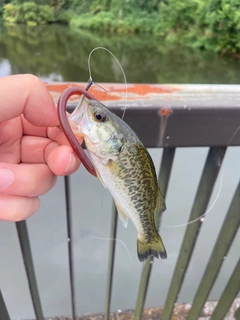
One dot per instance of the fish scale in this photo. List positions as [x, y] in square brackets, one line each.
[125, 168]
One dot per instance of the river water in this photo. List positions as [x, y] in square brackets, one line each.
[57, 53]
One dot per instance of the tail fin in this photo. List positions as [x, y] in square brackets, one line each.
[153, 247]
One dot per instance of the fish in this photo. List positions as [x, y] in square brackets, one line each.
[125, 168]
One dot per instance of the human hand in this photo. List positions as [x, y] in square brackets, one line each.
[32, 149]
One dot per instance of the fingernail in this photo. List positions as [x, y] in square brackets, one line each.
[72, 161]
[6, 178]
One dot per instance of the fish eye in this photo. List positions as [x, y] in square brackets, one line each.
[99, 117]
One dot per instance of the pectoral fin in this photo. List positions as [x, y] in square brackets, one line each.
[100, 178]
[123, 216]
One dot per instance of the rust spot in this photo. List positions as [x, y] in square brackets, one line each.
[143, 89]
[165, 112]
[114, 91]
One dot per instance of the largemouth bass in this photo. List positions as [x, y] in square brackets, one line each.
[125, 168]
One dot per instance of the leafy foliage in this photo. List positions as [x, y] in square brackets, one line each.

* * *

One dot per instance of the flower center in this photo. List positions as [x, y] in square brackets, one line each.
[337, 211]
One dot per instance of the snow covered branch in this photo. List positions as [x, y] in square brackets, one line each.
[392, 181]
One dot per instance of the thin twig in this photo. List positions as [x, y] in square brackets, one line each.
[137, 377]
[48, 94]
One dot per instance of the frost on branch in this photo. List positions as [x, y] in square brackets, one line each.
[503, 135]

--

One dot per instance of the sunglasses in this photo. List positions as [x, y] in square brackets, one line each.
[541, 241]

Required work:
Everything from the line containing "One dot per instance of the pectoral" through the line containing "One dot per instance of the leafy" in the material above should be retyped exactly, both ends included, and nothing more.

Output of the exercise:
One dot per instance of the pectoral fin in this photo. List positions as [x, y] in square brackets, one line each.
[100, 178]
[123, 216]
One dot per instance of the rust spot in this photo. List positions as [x, y] in square brackets, one line each.
[143, 89]
[165, 112]
[114, 91]
One dot per instance of the largemouth bass in this photo. List positions as [x, y] in square brackets, one line each.
[125, 168]
One dot per instance of the leafy foliage in this photo. List positions as [x, y] in square brackets, one line each.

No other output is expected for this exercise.